··· Artículo

Para Rulfo, la mayor hazaña moral de los hombres de esta provincia y este campo, es la creación de un habla llena de sugerencias, vivificadora de arcaísmos, enormemente expresiva, ordenadora de la psicología, parte incluso del mobiliario. Y el habla rulfiana es el hilo que va resumiendo, con la sabiduría de los refranes milenarios que recién se inventan, el cierre de las posibilidades agrarias, la miseria, el aislamiento geográfico, los caciques, el abandono del Centro, la ausencia de conocimientos técnicos, las supersticiones, el fanatismo, el encierro y la humillación de las mujeres. Es un habla normada por la desesperanza, porque quedarse allí, en el pueblo o en la región, no es sólo padecer la fatalidad, sino encarnarla, ser a la vez la víctima del determinismo y el destino ciego. El infierno no únicamente son los demás. Ya descansaremos bien a bien cuando estemos vivos.

······

**Qué hacer:**
**1.** En la primera oración del artículo sobre el habla en la obra de Rulfo, ¿qué rasgos se le atribuyen a esa habla? Anótalos todos.
**2.** Prosigue el artículo sobre el habla en la obra de Rulfo a partir de su última oración.

··· Lista de registros

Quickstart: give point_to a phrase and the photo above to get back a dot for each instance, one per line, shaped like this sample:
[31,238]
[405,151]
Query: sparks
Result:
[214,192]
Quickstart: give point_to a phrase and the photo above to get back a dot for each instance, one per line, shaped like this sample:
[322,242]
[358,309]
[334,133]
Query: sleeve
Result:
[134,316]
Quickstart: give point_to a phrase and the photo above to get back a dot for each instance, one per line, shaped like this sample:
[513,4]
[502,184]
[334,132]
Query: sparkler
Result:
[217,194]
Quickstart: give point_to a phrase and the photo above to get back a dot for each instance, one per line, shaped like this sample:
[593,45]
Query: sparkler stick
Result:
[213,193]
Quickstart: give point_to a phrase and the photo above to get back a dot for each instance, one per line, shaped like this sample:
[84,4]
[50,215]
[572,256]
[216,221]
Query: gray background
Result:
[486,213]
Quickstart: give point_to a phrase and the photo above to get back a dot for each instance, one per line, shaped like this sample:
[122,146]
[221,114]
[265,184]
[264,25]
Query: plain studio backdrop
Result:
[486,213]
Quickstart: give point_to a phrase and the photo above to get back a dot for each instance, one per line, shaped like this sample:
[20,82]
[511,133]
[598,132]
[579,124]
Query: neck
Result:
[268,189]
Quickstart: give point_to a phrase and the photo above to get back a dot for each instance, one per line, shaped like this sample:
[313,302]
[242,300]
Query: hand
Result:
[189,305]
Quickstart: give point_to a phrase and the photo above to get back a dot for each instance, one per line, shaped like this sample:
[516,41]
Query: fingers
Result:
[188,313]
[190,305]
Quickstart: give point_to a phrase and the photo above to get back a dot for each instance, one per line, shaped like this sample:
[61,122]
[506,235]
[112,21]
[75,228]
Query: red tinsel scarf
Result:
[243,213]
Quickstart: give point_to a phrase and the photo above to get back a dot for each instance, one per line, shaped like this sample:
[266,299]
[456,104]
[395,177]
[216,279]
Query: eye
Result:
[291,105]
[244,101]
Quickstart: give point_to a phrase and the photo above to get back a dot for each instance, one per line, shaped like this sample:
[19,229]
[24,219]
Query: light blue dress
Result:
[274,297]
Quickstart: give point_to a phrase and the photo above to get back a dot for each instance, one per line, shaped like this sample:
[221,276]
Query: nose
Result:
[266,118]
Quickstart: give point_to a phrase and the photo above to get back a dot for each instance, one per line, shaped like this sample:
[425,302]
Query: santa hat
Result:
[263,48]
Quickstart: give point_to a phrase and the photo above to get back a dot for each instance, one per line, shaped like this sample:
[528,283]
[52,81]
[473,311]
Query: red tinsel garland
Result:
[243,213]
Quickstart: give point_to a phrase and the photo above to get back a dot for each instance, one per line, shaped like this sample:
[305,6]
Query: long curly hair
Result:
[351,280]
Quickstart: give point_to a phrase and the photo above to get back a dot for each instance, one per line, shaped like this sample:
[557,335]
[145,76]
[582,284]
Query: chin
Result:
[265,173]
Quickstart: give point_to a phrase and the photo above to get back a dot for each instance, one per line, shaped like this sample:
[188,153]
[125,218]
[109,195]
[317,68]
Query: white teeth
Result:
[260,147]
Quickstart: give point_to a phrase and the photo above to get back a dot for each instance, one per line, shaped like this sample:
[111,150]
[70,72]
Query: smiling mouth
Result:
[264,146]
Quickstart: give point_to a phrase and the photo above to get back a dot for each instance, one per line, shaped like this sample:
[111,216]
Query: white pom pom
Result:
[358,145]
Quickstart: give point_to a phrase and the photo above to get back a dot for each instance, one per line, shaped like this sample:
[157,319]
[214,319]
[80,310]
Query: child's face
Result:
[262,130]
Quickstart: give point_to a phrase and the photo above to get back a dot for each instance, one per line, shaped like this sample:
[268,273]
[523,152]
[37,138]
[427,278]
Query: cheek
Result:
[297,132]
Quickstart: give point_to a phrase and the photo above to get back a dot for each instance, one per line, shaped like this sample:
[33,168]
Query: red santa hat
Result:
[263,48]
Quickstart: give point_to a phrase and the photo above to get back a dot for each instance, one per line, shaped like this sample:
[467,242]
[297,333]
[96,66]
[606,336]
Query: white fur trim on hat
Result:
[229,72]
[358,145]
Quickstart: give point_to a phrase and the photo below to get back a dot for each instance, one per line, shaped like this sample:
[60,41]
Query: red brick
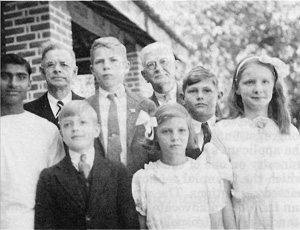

······

**Las respuestas:**
**1.**
- Llena de sugerencias
- Vivificadora de arcaísmos
- Enormemente expresiva
- Ordenadora de la psicología
- Parte incluso del mobiliario

**2.**
Las ruinas del llano y de Comala son a la vez literarias, históricas y culturales. Si Susana San Juan es el amor inalcanzable (la locura es la puerta de escape al recuerdo erótico y a la depredación de los caciques), y si la gran poesía narrativa es irreductible a las conclusiones, la violencia de esos pueblos y esas sierras, al ser desdichadamente real, evita una lectura (una síntesis imaginativa) solamente estética. Rulfo traza el desmoronamiento de una idea de la provincia con sus hombres ancestralmente buenos y candorosos. Desmitificar es, en cualquier nivel, volver inteligible la «pesadilla de la historia», es diseminar relatos donde la crueldad es ambición compartida: es liberar a la literatura de compromisos supuestamente morales («ser positiva») y de verdades «ortodoxas». Al ser, además, tan admirable su aportación técnica, pierde sentido escribir como si Rulfo no lo hubiera hecho, y esto desampara a los relatos lineales, las recreaciones ingenuas, los arranques chovinistas. Lo que todavía en los años cincuenta es el horizonte más prestigioso de nuestra narrativa, la Revolución Mexicana (el brillo de la matanza y de la representación anónima de las masas), desaparece o se modifica radicalmente ante las pasiones y ambiciones de un pueblo muerto, fuera del tiempo y del espacio, donde se miran como a través del espejo los paisajes, la Historia, la suerte de los personajes, y sólo permanecen la tierra, la canícula, la ilusión de que las penas al fin se llamen de otra manera.